- **Exercise directions**
Copy nothing but the text: repeat each entry exactly and drop the images.

━━━━━━━━━━━━━━━━━━━━━━━━━━━━━━

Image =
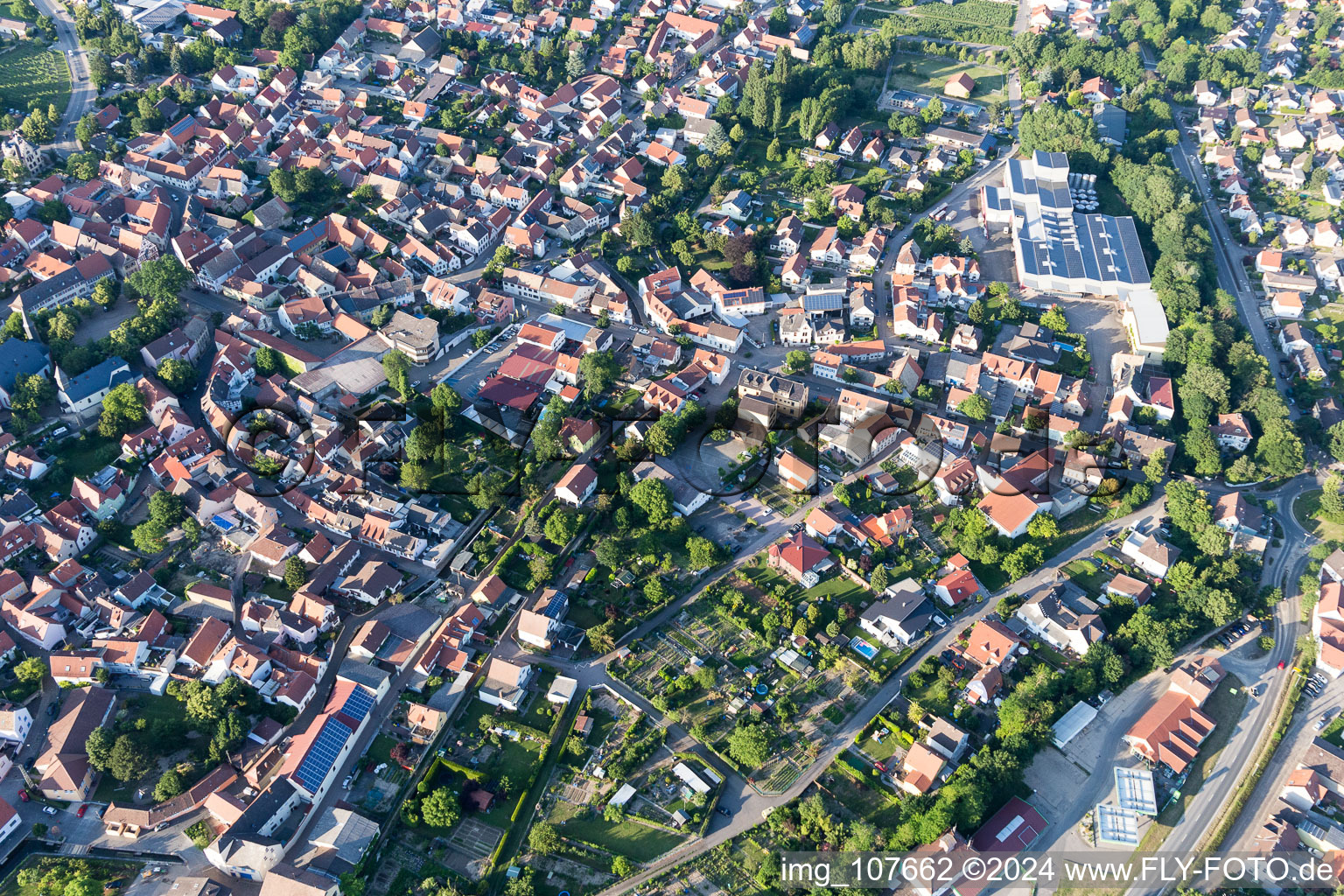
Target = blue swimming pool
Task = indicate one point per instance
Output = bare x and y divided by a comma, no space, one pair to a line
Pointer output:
863,648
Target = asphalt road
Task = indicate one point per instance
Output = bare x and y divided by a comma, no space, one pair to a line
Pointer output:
1303,728
1228,256
82,93
741,797
1234,762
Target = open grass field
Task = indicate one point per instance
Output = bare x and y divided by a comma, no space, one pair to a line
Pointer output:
932,73
972,12
628,837
32,73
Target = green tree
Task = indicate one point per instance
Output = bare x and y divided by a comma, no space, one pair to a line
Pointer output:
879,579
702,552
170,785
165,509
598,371
162,278
127,762
176,374
266,360
562,526
543,838
296,574
654,497
87,130
1280,452
105,291
441,808
122,407
1043,526
32,670
975,407
749,745
1155,468
445,399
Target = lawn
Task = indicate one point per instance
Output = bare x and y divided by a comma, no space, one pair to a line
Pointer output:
867,801
973,12
57,872
32,73
1306,511
381,750
80,457
1226,708
514,760
840,589
628,837
1086,575
932,73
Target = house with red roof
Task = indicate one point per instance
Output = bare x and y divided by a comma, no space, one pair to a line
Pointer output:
800,557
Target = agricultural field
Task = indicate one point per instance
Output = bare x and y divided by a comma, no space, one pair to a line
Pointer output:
973,12
30,73
719,675
972,22
929,74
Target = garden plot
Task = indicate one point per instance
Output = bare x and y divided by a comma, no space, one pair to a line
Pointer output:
578,792
715,634
558,875
382,794
474,838
656,657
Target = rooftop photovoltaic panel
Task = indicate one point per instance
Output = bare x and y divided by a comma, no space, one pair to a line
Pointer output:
323,754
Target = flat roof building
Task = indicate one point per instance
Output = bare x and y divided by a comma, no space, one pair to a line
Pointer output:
1057,248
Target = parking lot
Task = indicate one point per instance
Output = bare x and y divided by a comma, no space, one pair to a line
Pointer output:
466,379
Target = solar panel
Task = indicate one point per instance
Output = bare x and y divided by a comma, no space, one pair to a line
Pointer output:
323,754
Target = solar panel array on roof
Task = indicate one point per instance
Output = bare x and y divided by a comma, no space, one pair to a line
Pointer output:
323,754
358,704
556,607
822,301
1058,248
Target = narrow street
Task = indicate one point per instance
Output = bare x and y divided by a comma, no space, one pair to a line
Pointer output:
1228,256
82,93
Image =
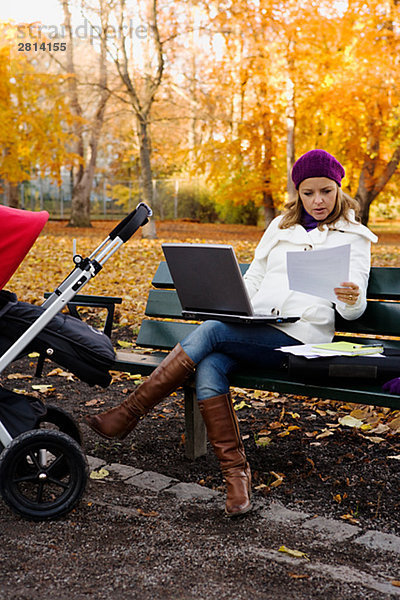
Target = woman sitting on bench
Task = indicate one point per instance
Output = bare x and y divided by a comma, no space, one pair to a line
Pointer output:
321,216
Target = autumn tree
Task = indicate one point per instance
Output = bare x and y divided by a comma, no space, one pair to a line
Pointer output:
88,124
140,68
34,117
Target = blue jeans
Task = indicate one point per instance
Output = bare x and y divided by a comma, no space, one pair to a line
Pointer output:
218,348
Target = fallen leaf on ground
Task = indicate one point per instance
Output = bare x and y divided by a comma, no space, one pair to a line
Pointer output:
278,479
124,344
374,439
263,441
100,474
294,553
350,518
42,388
60,373
151,513
349,421
241,405
94,402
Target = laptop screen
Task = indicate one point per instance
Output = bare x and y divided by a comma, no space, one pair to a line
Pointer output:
207,278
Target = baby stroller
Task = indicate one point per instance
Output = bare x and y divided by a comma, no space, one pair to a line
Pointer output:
43,471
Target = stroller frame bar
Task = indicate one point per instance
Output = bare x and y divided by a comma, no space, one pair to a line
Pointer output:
84,270
5,437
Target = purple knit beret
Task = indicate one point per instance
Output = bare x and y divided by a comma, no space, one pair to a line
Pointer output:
317,163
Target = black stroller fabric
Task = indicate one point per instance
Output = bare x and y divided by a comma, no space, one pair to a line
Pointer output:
66,340
18,412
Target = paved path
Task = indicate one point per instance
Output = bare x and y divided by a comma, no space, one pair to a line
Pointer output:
333,548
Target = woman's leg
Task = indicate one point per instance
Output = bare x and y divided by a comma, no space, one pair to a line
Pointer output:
229,346
177,367
121,420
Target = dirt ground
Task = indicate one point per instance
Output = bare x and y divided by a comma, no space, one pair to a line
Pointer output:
122,544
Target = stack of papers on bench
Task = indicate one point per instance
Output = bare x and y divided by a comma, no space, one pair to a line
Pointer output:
334,349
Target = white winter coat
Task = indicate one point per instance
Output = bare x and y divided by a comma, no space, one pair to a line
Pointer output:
267,281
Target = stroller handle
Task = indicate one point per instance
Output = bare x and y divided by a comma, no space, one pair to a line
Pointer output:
127,227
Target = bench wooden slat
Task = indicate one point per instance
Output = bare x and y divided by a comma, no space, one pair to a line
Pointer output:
134,362
382,317
163,279
163,335
384,282
358,393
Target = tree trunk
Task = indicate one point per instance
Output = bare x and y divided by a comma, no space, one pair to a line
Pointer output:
82,187
146,176
268,208
12,195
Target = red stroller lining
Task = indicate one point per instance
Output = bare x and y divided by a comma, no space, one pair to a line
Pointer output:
18,231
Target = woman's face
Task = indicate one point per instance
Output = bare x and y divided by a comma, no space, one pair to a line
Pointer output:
318,195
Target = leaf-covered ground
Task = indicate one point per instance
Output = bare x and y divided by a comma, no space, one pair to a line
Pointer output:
327,457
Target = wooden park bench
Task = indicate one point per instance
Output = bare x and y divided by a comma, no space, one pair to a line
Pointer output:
164,329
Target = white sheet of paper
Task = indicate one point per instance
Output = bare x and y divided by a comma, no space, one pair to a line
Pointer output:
317,272
309,351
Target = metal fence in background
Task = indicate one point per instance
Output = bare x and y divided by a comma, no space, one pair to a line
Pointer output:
172,198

━━━━━━━━━━━━━━━━━━━━━━━━━━━━━━

- **Exercise solution**
Image =
Target = blue swimming pool
Task = indicate one point per instance
Output = bare x and y divided by a comma, no space, one pair to a line
Pointer output:
863,648
Target = asphalt road
Task = indicate one point per instance
Output = bare x and y divided by a comma, no space, one pair to a line
Pointer output:
1303,728
1228,256
82,93
741,797
1234,762
Target = open grass field
Task = indicate one point per instance
Output = bare x and y divided by a comma, no space, one pair to a line
Pointer output:
932,73
972,12
628,837
32,73
Target = green tree
Task = indicate one point per instance
Output = bare x and y divided by a comma, no space, one pair to a line
Pointer output:
879,579
702,552
170,785
165,509
598,371
162,278
127,762
176,374
266,360
562,526
543,838
296,574
654,497
87,130
1280,452
105,291
441,808
122,407
1043,526
32,670
975,407
749,745
1155,468
445,399
Target = lawn
Task = indicate one point per instance
Output = bare x and y divided by a comma, no space, one pair to a line
Pointer output:
867,801
973,12
57,872
32,73
1306,511
381,750
80,457
1226,708
514,760
840,589
628,837
1086,575
932,73
Target = house with red roof
Task = indicate one point per instance
Output = bare x and y divided by a comma, no space, one pair to a line
Pointer output:
800,557
Target = agricultural field
Task = indicate one point per instance
Output = bare x and y divided by a comma, no space, one pair to a line
Pointer output:
973,12
30,73
719,675
972,22
929,74
Target = garden plot
Task = indicate one point per instance
Output = bare x and y divided by a comma, no space, one pair to a line
Pointer output:
578,792
715,634
558,875
382,794
474,838
656,657
Target = rooftop photovoltaic panel
Task = indicate one point per instance
Output = bare x and y divided by a comma, no space, one pair to a line
Pointer output:
323,754
Target = flat roof building
Task = indicate one point per instance
Output = bare x and y divided by a comma, no space, one pair to a line
Pointer output:
1057,248
Target = parking lot
Task = indicate one point per instance
Output = bare x and y divided by a comma, no space, one pair to a line
Pointer output:
466,379
Target = solar panel
Task = indicate one point per instance
Output = bare x and y divided by a comma, no space, one pair to a line
Pointer output:
323,754
Target = solar panel array on roof
Task = indicate one point per instance
Output = bare x and y divided by a comma, no space, one pair to a line
Pointer output:
323,754
358,704
556,607
822,301
1058,248
Target = narrow street
Task = indicate one point per instance
Output = bare x and y divided by a comma, no space, one pair to a line
Pointer output:
1228,256
82,93
Image =
Target = woman sitting on bench
Task = indicate one point per instance
Output = bare x and y divided by a comma, no space, one pair to a line
Pointer output:
321,216
Target = autumn tree
Task = indicate one point per instance
Output = bare x and y divided by a comma, no space, one pair to a line
Pointer output:
88,124
140,68
34,117
Target = blue jeans
Task = indicate one point per instance
Output = bare x and y divided by a comma, no space, one pair to a line
Pointer output:
218,348
Target = fallen leaf on ground
Task = indicate one point per instance
Output = bare x and y divided by a comma, no space, one pair to a line
Pointer output:
278,479
124,344
374,439
263,441
100,474
294,553
350,518
42,388
60,373
151,513
349,421
241,405
94,402
Target = laptop screen
Task = indicate one point per instance
Output = bare x and y divided by a comma, no space, one pair to a line
Pointer output:
207,278
Target = baby stroller
Task = indicate one point per instance
Output = bare x and y divided by a comma, no space, one pair to a line
Pointer output:
43,471
Target = stroller frame bar
Task = indicate one point per instance
Output = bare x and y divided by a comma, no space, one pair to a line
Pointer output:
84,270
5,437
Target = purple knit beret
Task = indicate one point per instance
Output = bare x and y divided by a comma, no space, one pair to a line
Pointer output:
317,163
Target = black stroller fabric
Task = indicate one point per instance
Output = bare x and y divided by a comma, no space, one pair to a line
Pointer output:
66,340
18,412
Target = paved path
Task = indicate one point per instance
Output = bare x and y divided by a comma, no space, one pair to a line
Pointer output:
333,548
Target = woman's leg
Task = indicate one point per instance
Output = bare x and y divided by a comma, no space, one pair to a line
Pointer output:
229,346
177,367
121,420
Target = dirt ground
Task = indicate one point per instance
Output = bare x and y divided by a comma, no space, one pair to a line
Pointer output:
122,544
Target = stack of papers on bench
Task = indicate one point per instance
Output = bare x and y divided by a comma, no space, one pair to a line
Pointer output:
334,349
Target = white winter coat
Task = indicate one point per instance
Output = bare x and y divided by a comma, no space, one pair to a line
Pointer output:
267,281
Target = stroller handle
Task = indicate one point per instance
Output = bare x and y divided by a comma, no space, one pair to a line
Pointer output:
127,227
Target = bench wooden slat
Task = indicate one point per instance
Output = bare x and y divided by a comma, no space, one pair to a line
Pointer output:
134,362
382,317
163,279
163,335
384,282
358,393
Target = tree trunk
Task = indicate one point per instance
Output = bare x and y divided by a comma, no space, one pair to a line
Pointer output:
82,187
146,176
268,208
12,195
Target = red stroller lining
Task = indicate one point per instance
Output = bare x and y divided by a comma, no space, one pair to a line
Pointer output:
18,231
Target = woman's face
Task = indicate one point per instance
Output = bare x and y divided by a comma, no space, one pair to a line
Pointer output:
318,195
Target = leaf-covered ground
Task = indicate one point per instance
Output = bare x and y divided by a comma, no space, one pair to a line
Pointer output:
327,457
Target = wooden park bench
Task = indicate one point per instance
Output = bare x and y divided by a comma, no space, one pair to a line
Pointer output:
164,329
Target = white sheet of paper
Task = indicate one point per instance
Output = bare x and y divided by a comma, no space, one pair to a line
Pointer output:
317,272
309,351
Target = metal fence in background
Task = indicate one point per instance
Output = bare x and y divided by a comma, no space, one pair to a line
Pointer output:
172,198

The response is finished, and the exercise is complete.